(Labeled area outline records)
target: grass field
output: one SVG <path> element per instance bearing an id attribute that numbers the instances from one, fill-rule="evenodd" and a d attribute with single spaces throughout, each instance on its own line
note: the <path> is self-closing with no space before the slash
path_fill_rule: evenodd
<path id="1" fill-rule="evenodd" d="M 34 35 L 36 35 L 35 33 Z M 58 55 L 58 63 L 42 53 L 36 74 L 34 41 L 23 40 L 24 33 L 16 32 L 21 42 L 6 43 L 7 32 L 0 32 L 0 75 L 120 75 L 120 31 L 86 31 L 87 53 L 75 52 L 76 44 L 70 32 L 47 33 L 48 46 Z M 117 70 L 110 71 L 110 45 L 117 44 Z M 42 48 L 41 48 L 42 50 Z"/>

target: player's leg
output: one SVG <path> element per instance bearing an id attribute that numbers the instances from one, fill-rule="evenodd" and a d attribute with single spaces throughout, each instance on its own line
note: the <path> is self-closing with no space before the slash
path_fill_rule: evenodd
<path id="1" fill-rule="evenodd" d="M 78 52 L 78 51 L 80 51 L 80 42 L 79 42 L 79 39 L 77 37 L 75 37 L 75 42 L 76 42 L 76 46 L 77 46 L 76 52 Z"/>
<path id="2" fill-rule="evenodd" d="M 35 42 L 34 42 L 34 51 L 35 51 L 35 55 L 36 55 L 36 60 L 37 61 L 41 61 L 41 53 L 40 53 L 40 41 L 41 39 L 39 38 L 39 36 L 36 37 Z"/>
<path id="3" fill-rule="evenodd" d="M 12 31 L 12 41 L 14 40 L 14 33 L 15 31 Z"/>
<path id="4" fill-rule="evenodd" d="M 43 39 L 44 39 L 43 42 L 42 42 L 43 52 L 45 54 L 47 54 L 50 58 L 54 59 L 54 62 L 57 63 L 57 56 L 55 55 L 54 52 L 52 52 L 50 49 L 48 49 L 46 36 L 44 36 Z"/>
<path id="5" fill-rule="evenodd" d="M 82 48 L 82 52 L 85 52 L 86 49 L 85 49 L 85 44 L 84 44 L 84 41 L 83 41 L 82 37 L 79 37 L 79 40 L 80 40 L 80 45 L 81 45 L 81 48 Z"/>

:: Task goal ::
Please transcribe, character for character, every line of the records from the one holding "target: player's leg" through the last line, both ends included.

:: Answer to the exercise ::
target: player's leg
output: one SVG <path> element per instance bearing an id attribute that numbers the instances from one, fill-rule="evenodd" and a d attribute with single spaces throughout, each instance on its own line
note: the <path> is self-closing with no space before the slash
path_fill_rule: evenodd
<path id="1" fill-rule="evenodd" d="M 78 52 L 78 51 L 80 51 L 80 42 L 79 42 L 79 39 L 77 37 L 75 37 L 75 42 L 76 42 L 76 46 L 77 46 L 76 52 Z"/>
<path id="2" fill-rule="evenodd" d="M 35 42 L 34 42 L 34 51 L 35 51 L 35 55 L 36 55 L 36 60 L 37 61 L 41 61 L 41 53 L 40 53 L 40 41 L 41 39 L 39 38 L 39 36 L 36 37 Z"/>
<path id="3" fill-rule="evenodd" d="M 12 31 L 12 41 L 14 40 L 14 33 L 15 31 Z"/>
<path id="4" fill-rule="evenodd" d="M 43 39 L 44 39 L 43 42 L 42 42 L 43 52 L 45 54 L 47 54 L 50 58 L 54 59 L 54 62 L 57 63 L 57 56 L 55 55 L 54 52 L 52 52 L 50 49 L 48 49 L 46 36 L 44 36 Z"/>
<path id="5" fill-rule="evenodd" d="M 82 48 L 82 52 L 85 52 L 86 49 L 85 49 L 85 44 L 84 44 L 84 41 L 83 41 L 82 37 L 79 37 L 79 40 L 80 40 L 80 45 L 81 45 L 81 48 Z"/>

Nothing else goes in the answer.